**Records for the task**

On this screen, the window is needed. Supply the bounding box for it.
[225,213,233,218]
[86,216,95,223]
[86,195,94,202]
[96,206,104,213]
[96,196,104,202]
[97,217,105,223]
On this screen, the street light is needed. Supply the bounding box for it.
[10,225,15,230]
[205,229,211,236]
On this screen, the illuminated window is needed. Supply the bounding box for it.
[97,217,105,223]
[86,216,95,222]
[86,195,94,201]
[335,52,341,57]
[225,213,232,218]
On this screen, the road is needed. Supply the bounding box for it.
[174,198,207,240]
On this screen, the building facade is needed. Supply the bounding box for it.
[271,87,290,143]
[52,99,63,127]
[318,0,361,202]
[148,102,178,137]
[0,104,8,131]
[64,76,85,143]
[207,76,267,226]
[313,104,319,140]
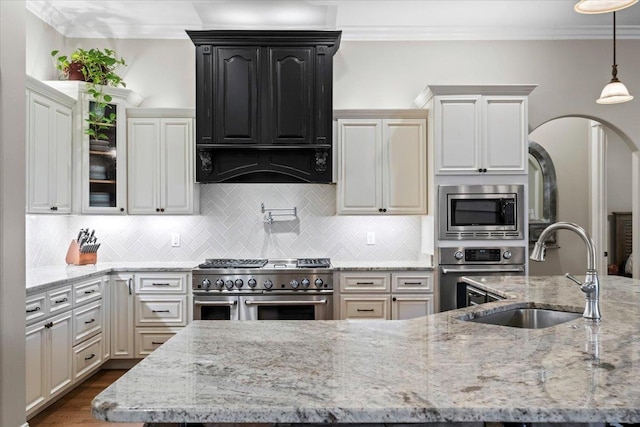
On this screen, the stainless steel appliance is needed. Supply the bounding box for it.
[439,184,525,240]
[438,247,526,312]
[192,258,333,321]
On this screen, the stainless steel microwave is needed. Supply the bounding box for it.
[438,184,525,240]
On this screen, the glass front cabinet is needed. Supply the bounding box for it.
[45,81,142,214]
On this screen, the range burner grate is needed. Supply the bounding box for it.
[198,259,268,269]
[297,258,331,268]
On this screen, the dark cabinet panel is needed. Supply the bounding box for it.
[188,30,341,183]
[266,47,313,145]
[215,47,260,144]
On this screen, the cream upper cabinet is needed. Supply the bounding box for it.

**What to work on**
Each entry gets copied exactly; the pictures stay out.

**Solution to this exercise**
On this screen, the window is needed. Supply the bounding box for it.
[225,213,233,218]
[86,216,95,223]
[86,195,94,202]
[96,206,104,213]
[96,196,104,202]
[97,217,105,223]
On this screen, the street light is needed. Supply the bounding box for it.
[10,225,15,230]
[205,229,211,236]
On this screen, the illuminated window is needed. Supply the bounding box for it.
[97,217,105,223]
[86,216,95,222]
[86,195,94,201]
[335,52,341,57]
[225,213,232,218]
On this screen, the road is needed. Supply the bounding box for it.
[174,198,207,240]
On this screen, the building facade is needed. Supply the bounding box for it.
[271,87,290,143]
[52,99,63,127]
[318,0,361,202]
[148,102,178,137]
[0,104,8,131]
[64,76,85,143]
[207,76,267,226]
[313,104,319,140]
On this screen, the stainless steel appliance is needed. Supply the bounding box for it.
[439,184,525,240]
[438,247,526,312]
[192,258,333,321]
On this screen, the stainless steel microwave is needed. Supply the bounding box for it.
[438,184,525,240]
On this screen, the glass front cabinet is needed. Supply the bounding box for it.
[45,81,142,214]
On this screen, the range burner grate is needed. Supply the bounding box for it.
[198,259,268,269]
[297,258,331,268]
On this screen, the dark cabinet panel is needed. Supply the bounding box for it.
[188,30,341,183]
[266,47,313,145]
[215,47,260,144]
On this screen, the cream upper cabinet is needed. Supply the bounding box for it.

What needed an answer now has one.